- _DIRECTIVES_:
1. Translate this sentence from the apt-get article into Spanish: "The difference between these two is very simple."
2. The apt-get article's first paragraph describes several groups of people who hold back from or are unsure about command-line upgrades. List each group.

- _SUPPLIED PASSAGE_:
[start]

What is it with the "dist-upgrade" option of apt-get? - gHacks Tech News

What is it with the "dist-upgrade" option of apt-get?

There has always been a bit of confusion when people learn they can do a full upgrade of their distribution from the command line. Most people don't brave such a feat. Some because they don't use the command line, and others because they are afraid an attempt to upgrade from the command line will wind up fubaring their system.  And new users aren't quite sure what the difference between apt-get upgrade and apt-get dist-upgrade is.

In this Ghacks Linux entry, I am going t dispel the myths and fear of the dist-upgrade command. Of course, as with everything PC-related, you know their are always risks when you do a major upgrade. With that warning out in the open, let's set out to curb a little fear.


First I want to compare the two apt-get options: upgrade and dist-upgrade. The difference between these two is very simple. The upgrade option is used only to install all of the newest versions of the packages already installed on your machine. This is what happens when you see the upgrade upgrade packages through the Update Manager (You know, when you are made aware of notification in your panel and then Update Manager opens to show you which  updates are available for your system.)

[end]

- _LISTED RECORDS_:
[start]

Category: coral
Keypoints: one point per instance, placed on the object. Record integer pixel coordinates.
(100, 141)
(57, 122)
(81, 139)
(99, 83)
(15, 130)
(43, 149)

[end]

- _FULL ANSWERS_:
1. La diferencia entre estas dos es muy sencilla.

2.
- People who don't use the command line
- People who are afraid that upgrading from the command line will wind up fubaring their system
- New users who aren't quite sure what the difference between apt-get upgrade and apt-get dist-upgrade is